Quote the passage on this week's vase word for word, between "In this week's" and "the flowers now.", inclusive.

** start Document segment **

In this week's vase are :
A prickly stem of dispascus fullonom commonly known as teasel and one of the biggest mistakes of my allotment life. I planted it more for the birds and pollinators than me and have regretted that decision. They self seed profusely and although I always intend to get on top of the problem I have never succeeded. The plants are unbearably uncomfortable to get hold of without gloves and seedlings are difficult to remove. Still I enjoy them in a perverse way. There is something quite splendid about their architecture and the hollows above their leaves which hold pools of water after rain. You can just see the first flush of colour which is creeping into the flowers now.

  • Secondly are the purple flowers of verbena bonariensis - these again have self-seeded over the years but never enough to irritate. Some years plants over winter but when they don't there are invariably replacement seedlings. The mauve scented flowers attract butterflies.

** end Document segment **
** start Collected data **

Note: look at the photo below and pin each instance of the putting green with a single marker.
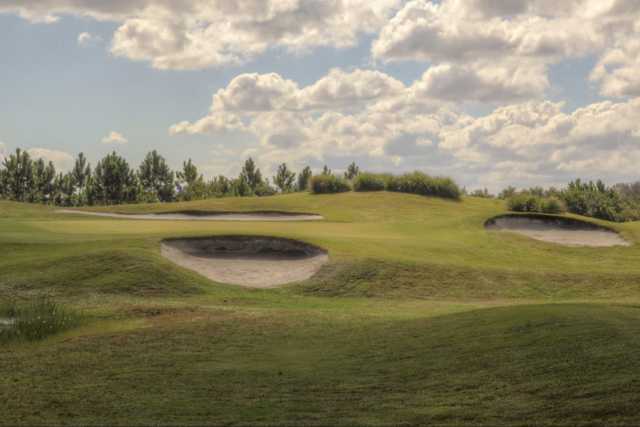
(421, 316)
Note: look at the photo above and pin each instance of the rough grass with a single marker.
(421, 317)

** end Collected data **

> **Worked answer**
In this week's vase are :
A prickly stem of dispascus fullonom commonly known as teasel and one of the biggest mistakes of my allotment life. I planted it more for the birds and pollinators than me and have regretted that decision. They self seed profusely and although I always intend to get on top of the problem I have never succeeded. The plants are unbearably uncomfortable to get hold of without gloves and seedlings are difficult to remove. Still I enjoy them in a perverse way. There is something quite splendid about their architecture and the hollows above their leaves which hold pools of water after rain. You can just see the first flush of colour which is creeping into the flowers now.